EXERCISE TEXT START

Prolonged cold ischemia is a risk factor for delayed graft function of kidney transplants, and is associated with caspase-3–mediated apoptotic tubular cell death. We hypothesized that treatment of tubular cells and donor kidneys during cold storage with a caspase inhibitor before transplant would reduce tubular cell apoptosis and improve kidney function after transplant.

Methods

Mouse tubular cells were incubated with either dimethyl sulfoxide (DMSO) or Q-VD-OPh during cold storage in saline followed by rewarming in normal media. For in vivo studies, donor kidneys from C57BL/6 mice were perfused with cold saline, DMSO (vehicle), or QVD-OPh. Donor kidneys were then recovered, stored at 4°C for 60 minutes, and transplanted into syngeneic C57BL/6 recipients.

Results

Tubular cells treated with a caspase inhibitor had significantly reduced capsase-3 protein expression, caspase-3 activity, and apoptotic cell death compared with saline or DMSO (vehicle) in a dose-dependent manner. Treatment of donor kidneys with a caspase inhibitor significantly reduced serum creatinine and resulted in significantly less tubular cell apoptosis, BBI, tubular injury, cast formation, and tubule lumen dilation compared with DMSO and saline-treated kidneys.

Conclusions

Caspase inhibition resulted in decreased tubular cell apoptosis and improved renal function after transplantation. Caspase inhibition may be a useful strategy to prevent cold ischemic injury of donor renal grafts.

EXERCISE TEXT END

__BRIEF 1__. Please say how long the donor kidneys were stored at 4°C before transplant, according to the abstract.
__BRIEF 2__. Copy the part of the abstract between "Prolonged cold ischemia" and "function after transplant.", inclusive, substituting "caspase blocker" for "caspase inhibitor".

PROVIDED DATA START

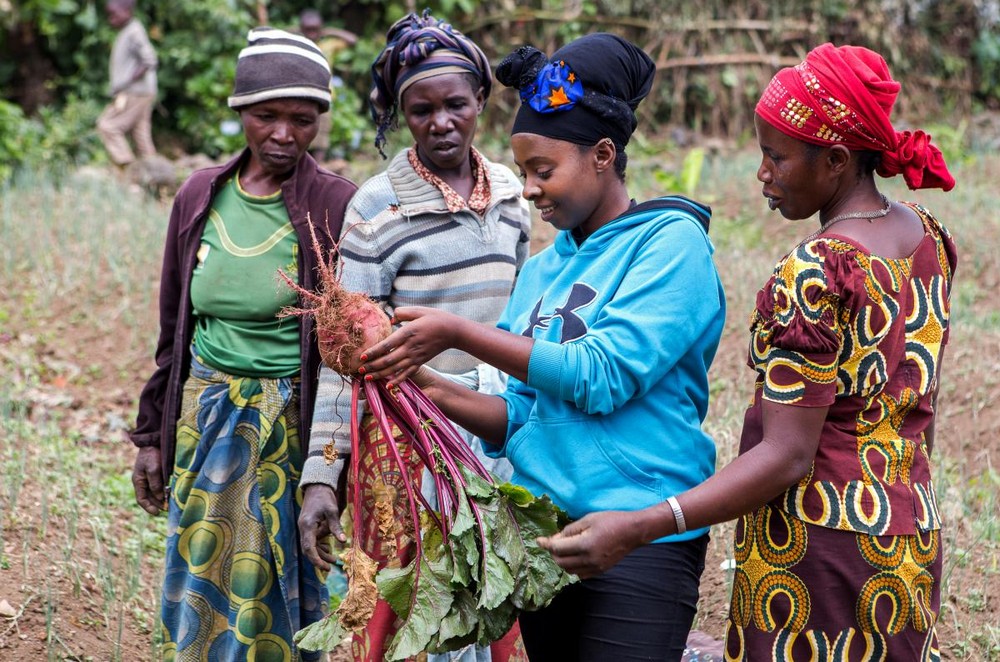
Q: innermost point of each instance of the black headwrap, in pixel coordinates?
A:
(418, 47)
(588, 90)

PROVIDED DATA END

__FINAL ANSWER 1__. 60 minutes.

__FINAL ANSWER 2__.
Prolonged cold ischemia is a risk factor for delayed graft function of kidney transplants, and is associated with caspase-3–mediated apoptotic tubular cell death. We hypothesized that treatment of tubular cells and donor kidneys during cold storage with a caspase blocker before transplant would reduce tubular cell apoptosis and improve kidney function after transplant.